§ **Tasks and exercises**
A - In the forum post about keeping cats out of gardens, translate this sentence into French: "You can buy some pet repellent spray from the DIY stores."
B - For each statement below, answer yes or no according to the forum post about keeping cats out of gardens, and quote the words from the post that decide it. (i) Lemon or citrus peels need replacing every three or four days. (ii) Moth balls are described as safe for dogs. (iii) Water should be sprayed at cats with a hose.

§ **Extracted text**
--
I see this thread has attracted some cat haters as per usual:devil:

I googled it for you and found this

*Top tips to keep cats out of gardens*

*Are you bothered by cats coming into your garden and doing their* *business, scaring your birds away, or getting up to other mischief? Here is a list of 30 deterrents you could try:*
*1. If a Tom starts to mark his new territory you could mark over it yourself although it may surprise the neighbours!*
*2. You can buy repellent pellets from garden centres that smell like citrus fruits, which apparently cats don't like.*
*3. Or you could use the real thing lemon or citrus peels work for a bit but you have to keep replacing them every three or four days. Not good for a big space unless you really really like lemonade.*
*4. You could try planting Coleus Canina which emits a foul odour when a cat rubs itself against it, but I'd imagine you'd have to cover quite a large area (depending on the size of your garden) for it to be effective.*
*5. Lion dung is said to keep them out but it may smell even worse than cats poo, but it's good for the roses.*
*6. Small sticks pushed into the ground so that approximately six to 12 inches are sticking out of the ground like spikes. They must be close enough together to prevent cats snuggling their bottoms down between them to poo.*
*7. Get a yappy dog.*
*8. Spray water at them, not from a hose, from one of those spray bottles from a garden centre or use or a super-soaking water gun for cats further away.*
*9. I have heard that they don't like garlic.*
*10. A friend suggested moth balls worked for her. TOXIC TO DOGS*
*11. Sprinkle black pepper & chilli around the garden, harmless to animals but an effective deterrent apparently.*
*12. Getting a cat yourself often works. Its very unusual for a cat to poop in its own garden, and other cats won't really come near another cats area, unless it likes them, and then it wont poop 'cos it*
*respects the area!*
*13. You can buy some pet repellent spray from the DIY stores. It is harmless to animals and children.*
*14. Solid toilet blocks (used in public loos usually) crumbled around.
*
*15. Scatter citrus peel (oranges & lemons) around the garden.
*
*16. Place pine cones around near garden borders.
*
*17. Plant geraniums, marigolds and petunias, cats apparently dislike those plants.
--
§ **Given data**

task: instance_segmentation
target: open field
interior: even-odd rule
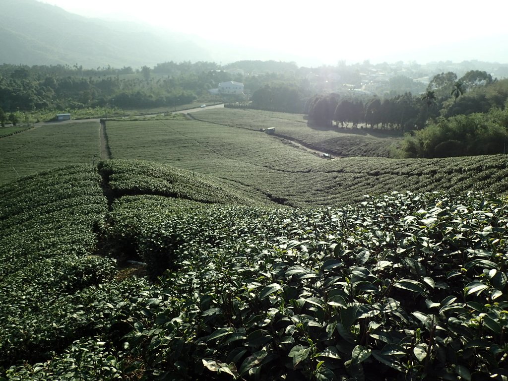
[[[311,128],[307,125],[304,116],[298,114],[226,108],[206,110],[193,116],[200,120],[253,131],[275,127],[278,136],[337,156],[389,157],[402,139],[400,133],[392,131]]]
[[[258,131],[197,120],[108,122],[107,131],[113,158],[169,164],[291,206],[343,205],[392,190],[506,189],[502,155],[326,160]]]
[[[506,156],[256,123],[108,120],[95,166],[97,121],[0,139],[0,380],[508,377]]]
[[[91,164],[100,153],[99,127],[91,121],[48,123],[0,139],[0,184],[38,171]]]

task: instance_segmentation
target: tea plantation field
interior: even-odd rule
[[[0,138],[0,381],[508,379],[506,156],[219,111]]]
[[[389,157],[402,140],[397,132],[370,129],[310,128],[304,115],[258,110],[226,108],[195,113],[199,120],[259,131],[274,127],[275,134],[333,156]]]
[[[25,129],[0,138],[0,184],[39,171],[91,164],[93,155],[100,153],[97,122],[48,123]]]
[[[506,189],[503,155],[326,160],[259,132],[196,120],[108,121],[107,131],[114,158],[170,164],[292,206],[344,205],[392,190]]]
[[[113,160],[0,186],[0,379],[508,377],[505,197],[231,183]]]

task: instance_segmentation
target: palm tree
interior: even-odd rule
[[[463,94],[465,91],[465,89],[464,88],[464,83],[459,81],[456,82],[455,84],[453,85],[453,90],[452,90],[450,95],[453,95],[455,97],[455,101],[456,102],[457,99]]]
[[[425,95],[422,97],[422,99],[425,101],[427,104],[427,108],[430,108],[430,106],[436,101],[436,94],[432,90],[428,90]]]

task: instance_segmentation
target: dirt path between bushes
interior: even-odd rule
[[[106,133],[106,120],[101,119],[101,128],[99,135],[101,137],[101,160],[107,160],[111,158],[111,150],[108,142],[108,135]]]

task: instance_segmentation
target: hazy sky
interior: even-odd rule
[[[136,20],[326,64],[508,62],[505,1],[42,1],[83,15]],[[498,45],[486,45],[485,37]]]

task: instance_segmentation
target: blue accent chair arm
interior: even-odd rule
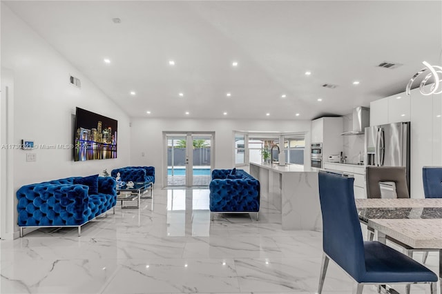
[[[98,177],[98,193],[115,195],[117,198],[117,182],[112,177]]]

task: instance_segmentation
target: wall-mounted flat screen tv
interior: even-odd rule
[[[74,161],[117,158],[118,121],[77,108]]]

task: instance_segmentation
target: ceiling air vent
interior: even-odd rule
[[[401,66],[402,66],[401,63],[388,62],[388,61],[382,61],[381,63],[378,65],[378,66],[380,68],[390,68],[392,70],[396,68],[398,68]]]
[[[334,85],[332,84],[324,84],[323,85],[323,87],[325,88],[329,88],[330,89],[334,89],[335,88],[336,88],[338,86],[336,85]]]
[[[70,83],[71,85],[73,85],[78,88],[81,88],[81,81],[77,77],[73,77],[72,75],[70,76],[69,82]]]

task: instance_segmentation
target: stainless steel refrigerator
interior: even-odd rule
[[[365,164],[405,166],[410,193],[410,121],[365,128]]]

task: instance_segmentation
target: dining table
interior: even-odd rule
[[[360,221],[377,233],[378,241],[395,240],[412,253],[439,251],[442,288],[442,199],[356,199],[355,202]]]

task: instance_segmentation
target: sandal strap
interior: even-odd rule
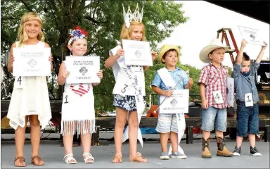
[[[72,157],[69,157],[69,158],[68,158],[68,159],[69,159],[69,160],[65,160],[65,158],[67,157],[67,156],[72,156]],[[64,158],[63,158],[63,160],[65,161],[70,161],[70,159],[75,159],[74,158],[73,158],[73,154],[68,154],[67,155],[65,155],[65,156],[64,156]]]
[[[20,163],[25,162],[25,158],[23,156],[15,157],[14,159],[14,162],[15,162],[18,159],[20,160]]]
[[[84,155],[89,155],[88,157],[86,158],[84,158]],[[84,157],[84,161],[87,161],[88,159],[91,159],[91,160],[95,160],[95,158],[93,157],[92,154],[89,154],[89,153],[84,153],[82,154],[83,157]]]

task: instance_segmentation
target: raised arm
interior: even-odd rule
[[[266,46],[267,46],[266,42],[264,42],[264,44],[265,44],[265,46],[262,46],[262,49],[259,51],[258,57],[257,57],[256,63],[260,63],[262,61],[262,56],[264,56],[265,49],[266,49]]]
[[[122,55],[124,55],[124,51],[123,49],[120,49],[117,51],[115,56],[113,56],[112,54],[110,54],[110,56],[105,61],[105,68],[110,68],[115,63],[116,61]]]
[[[236,56],[236,63],[238,65],[240,65],[243,61],[243,54],[244,53],[244,49],[245,45],[248,44],[248,42],[245,39],[243,39],[241,42],[241,47],[240,48],[239,53]]]

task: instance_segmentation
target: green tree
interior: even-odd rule
[[[51,46],[52,54],[60,62],[69,55],[66,47],[69,39],[68,30],[76,25],[89,32],[88,49],[89,54],[101,56],[101,68],[103,70],[102,82],[94,87],[96,108],[100,111],[112,110],[112,91],[115,80],[111,69],[105,69],[104,61],[108,51],[113,48],[115,39],[119,39],[124,23],[122,4],[126,10],[129,5],[133,12],[136,4],[140,11],[143,6],[143,23],[146,27],[146,38],[152,49],[169,37],[174,28],[186,23],[182,4],[173,1],[98,1],[98,0],[1,0],[1,54],[8,50],[16,40],[16,34],[21,16],[26,12],[38,13],[44,20],[46,42]],[[59,63],[56,65],[56,72]],[[151,70],[146,73],[147,92],[150,92],[150,84],[153,77]],[[53,84],[51,78],[49,83]],[[51,81],[50,81],[51,80]],[[49,87],[58,87],[49,85]],[[49,89],[49,91],[55,89]],[[58,89],[60,94],[60,87]],[[107,94],[105,96],[101,93]]]

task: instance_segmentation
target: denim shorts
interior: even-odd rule
[[[217,108],[209,106],[207,109],[202,108],[201,130],[226,132],[227,127],[227,111],[225,108]]]
[[[259,107],[255,104],[246,107],[245,101],[237,101],[237,135],[245,137],[248,134],[259,134]]]

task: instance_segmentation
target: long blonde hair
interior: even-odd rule
[[[28,35],[25,32],[25,27],[26,25],[25,23],[31,20],[37,20],[37,21],[39,21],[42,28],[43,23],[39,14],[34,12],[29,12],[25,13],[25,15],[23,15],[22,16],[22,18],[20,19],[20,26],[19,27],[19,30],[18,30],[18,39],[19,41],[19,46],[22,46],[22,44],[28,39]],[[39,41],[44,42],[45,37],[42,31],[39,32],[39,35],[37,35],[37,38]]]
[[[131,22],[130,26],[129,28],[126,27],[126,25],[124,23],[122,26],[122,30],[121,30],[121,35],[120,35],[120,39],[122,44],[122,39],[129,39],[131,40],[131,38],[130,37],[130,35],[132,33],[133,29],[134,26],[143,26],[143,38],[141,41],[146,41],[146,29],[144,27],[143,23],[139,23],[139,22]]]

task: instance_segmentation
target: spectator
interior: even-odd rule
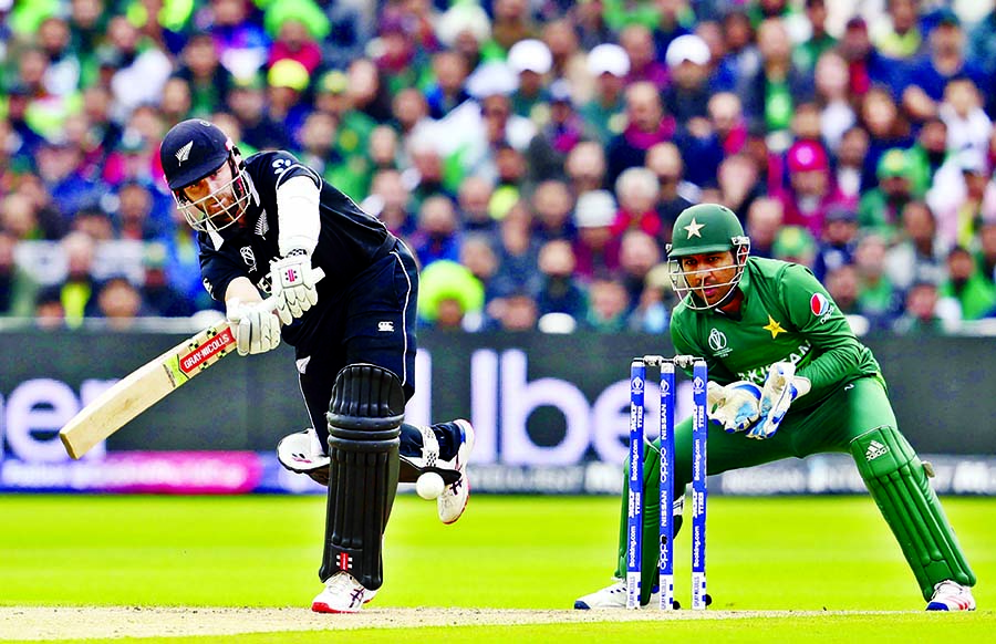
[[[937,237],[946,248],[975,243],[992,176],[986,158],[971,148],[937,170],[926,201],[937,215]]]
[[[419,322],[435,329],[474,331],[480,325],[485,289],[466,267],[439,260],[422,271]]]
[[[553,67],[550,48],[541,40],[520,40],[508,50],[508,65],[519,80],[510,97],[512,113],[542,127],[549,101],[547,74]]]
[[[983,278],[996,288],[996,221],[985,221],[978,232],[979,249],[976,262]]]
[[[671,311],[677,301],[670,273],[666,263],[660,263],[646,273],[640,301],[630,313],[631,331],[657,334],[671,328]]]
[[[909,61],[921,53],[924,41],[920,30],[919,2],[916,0],[888,0],[888,20],[872,33],[875,46],[882,55]]]
[[[937,116],[947,125],[948,150],[985,152],[989,147],[993,122],[983,110],[982,94],[969,76],[958,75],[947,81]]]
[[[947,253],[947,280],[941,284],[940,294],[958,303],[963,321],[988,316],[996,307],[996,289],[982,276],[972,253],[961,246]]]
[[[845,132],[858,122],[848,84],[848,63],[836,51],[816,61],[816,95],[820,108],[820,138],[832,154],[839,154]]]
[[[547,242],[562,239],[571,243],[577,237],[571,212],[574,200],[563,181],[543,181],[532,194],[532,211],[536,214],[533,235]]]
[[[59,299],[70,326],[79,326],[83,318],[96,314],[98,287],[93,278],[96,245],[82,232],[70,232],[62,239],[66,276],[59,284]]]
[[[245,0],[210,0],[201,31],[215,39],[215,49],[226,70],[237,79],[258,74],[267,63],[270,39],[249,15]]]
[[[664,107],[679,127],[692,118],[708,117],[710,58],[709,46],[694,33],[677,37],[667,48],[671,82],[664,90]]]
[[[625,129],[605,149],[609,185],[615,185],[626,168],[644,165],[646,150],[653,145],[674,136],[674,120],[665,116],[661,95],[651,83],[637,82],[626,90],[626,117]]]
[[[826,0],[806,0],[806,20],[809,22],[809,37],[798,43],[792,50],[792,63],[803,72],[812,73],[818,61],[837,48],[837,39],[827,31]],[[819,82],[820,73],[816,72]]]
[[[589,128],[574,111],[567,81],[554,81],[549,91],[549,120],[526,150],[533,181],[561,179],[567,155],[589,136]]]
[[[953,77],[967,76],[976,87],[988,83],[982,67],[965,59],[965,33],[953,11],[938,12],[927,38],[927,51],[910,63],[902,94],[903,108],[916,122],[938,114],[944,87]]]
[[[599,333],[621,333],[626,329],[630,299],[626,289],[612,280],[595,280],[589,288],[591,303],[583,328]]]
[[[488,206],[494,195],[491,185],[480,177],[468,177],[457,193],[457,212],[464,231],[497,241],[498,221]]]
[[[716,175],[719,202],[736,212],[740,221],[747,218],[750,205],[761,194],[757,166],[746,154],[726,157]]]
[[[801,226],[785,226],[775,237],[771,252],[775,259],[800,263],[812,269],[816,261],[817,240],[809,230]]]
[[[683,180],[685,163],[673,143],[658,143],[646,150],[646,168],[657,177],[657,217],[661,219],[661,240],[671,241],[671,229],[682,210],[692,206],[698,189]]]
[[[813,237],[823,229],[823,218],[833,206],[847,205],[831,184],[830,159],[822,145],[799,141],[788,150],[789,185],[779,195],[785,208],[785,222],[801,226]]]
[[[311,77],[308,69],[293,59],[281,59],[267,73],[267,120],[277,124],[274,135],[295,148],[300,145],[301,126],[311,106],[301,98]]]
[[[874,86],[886,87],[895,98],[900,96],[905,82],[902,65],[874,46],[864,18],[854,15],[848,20],[838,51],[848,62],[852,96],[860,100]]]
[[[750,255],[775,258],[775,240],[785,221],[785,206],[774,197],[759,197],[747,210],[744,227],[750,238]]]
[[[252,77],[246,74],[240,80]],[[206,118],[225,106],[232,86],[232,75],[218,58],[214,37],[209,32],[194,33],[180,52],[175,77],[187,82],[190,93],[190,114]]]
[[[619,33],[619,44],[630,59],[627,85],[649,83],[658,92],[667,86],[670,82],[667,67],[657,60],[653,32],[647,27],[643,24],[624,27]]]
[[[944,280],[946,247],[936,230],[934,214],[924,201],[913,200],[903,207],[902,230],[885,256],[889,280],[900,291],[915,282],[940,284]]]
[[[613,237],[626,230],[642,230],[663,245],[661,216],[657,214],[657,196],[661,186],[657,175],[647,168],[629,168],[615,181],[619,211],[612,222]]]
[[[112,277],[100,285],[94,316],[103,318],[113,331],[132,329],[136,318],[151,313],[142,292],[127,278]]]
[[[144,269],[142,297],[147,309],[145,314],[159,318],[189,318],[197,309],[193,299],[169,283],[168,259],[165,245],[160,242],[146,245],[142,262]]]
[[[460,240],[453,201],[435,195],[422,204],[418,228],[412,233],[412,250],[423,267],[442,259],[459,261]]]
[[[744,98],[747,117],[762,123],[769,136],[775,136],[775,147],[785,149],[795,105],[813,98],[812,79],[792,63],[788,30],[780,19],[760,23],[757,45],[761,66],[741,77],[737,93]]]
[[[124,15],[111,19],[107,38],[114,55],[121,61],[111,77],[114,114],[124,120],[138,105],[158,103],[163,86],[173,72],[173,63],[157,45],[143,43],[142,34]]]
[[[831,270],[854,261],[858,247],[858,214],[849,208],[831,208],[823,219],[823,235],[817,243],[812,273],[820,281]]]
[[[594,128],[599,143],[605,145],[625,127],[630,56],[618,44],[596,45],[588,54],[588,72],[594,79],[594,93],[578,111]]]
[[[619,237],[612,233],[616,205],[612,193],[591,190],[578,197],[574,207],[574,272],[585,282],[611,278],[619,271]]]
[[[456,51],[440,51],[433,54],[433,81],[425,90],[428,114],[443,118],[454,107],[470,98],[465,89],[467,82],[467,60]]]
[[[619,249],[620,283],[626,292],[626,311],[636,305],[646,276],[661,263],[663,253],[653,237],[642,230],[627,230]]]
[[[956,328],[957,318],[945,318],[944,309],[935,282],[915,282],[906,291],[903,313],[893,322],[892,330],[901,335],[946,333]],[[957,308],[954,308],[954,313],[957,315]],[[951,310],[947,314],[951,315]]]
[[[605,186],[605,153],[598,143],[582,141],[571,149],[563,165],[574,195]]]
[[[872,330],[889,329],[901,310],[902,295],[885,271],[885,240],[864,235],[854,251],[858,269],[858,307]]]
[[[539,271],[542,283],[537,294],[540,318],[547,313],[563,313],[574,321],[584,319],[588,295],[574,277],[574,251],[566,239],[554,239],[543,245],[539,252]]]
[[[875,172],[879,187],[864,193],[858,206],[858,222],[863,230],[874,230],[885,239],[895,236],[903,208],[916,198],[911,175],[906,150],[894,148],[882,156]]]
[[[733,92],[718,92],[709,98],[707,110],[723,154],[729,156],[743,152],[747,144],[747,121],[740,97]]]
[[[869,144],[868,131],[861,125],[849,127],[840,138],[833,180],[848,201],[860,202],[862,186],[871,183],[864,169]]]
[[[531,228],[532,216],[521,201],[512,206],[501,220],[500,243],[496,249],[498,272],[492,280],[498,298],[539,291],[541,277],[536,267],[540,242],[532,237]]]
--
§ **Answer set**
A - Vous pouvez acheter un spray répulsif pour animaux dans les magasins de bricolage.

B -
(i) Yes: "you have to keep replacing them every three or four days"
(ii) No: "TOXIC TO DOGS"
(iii) No: "not from a hose"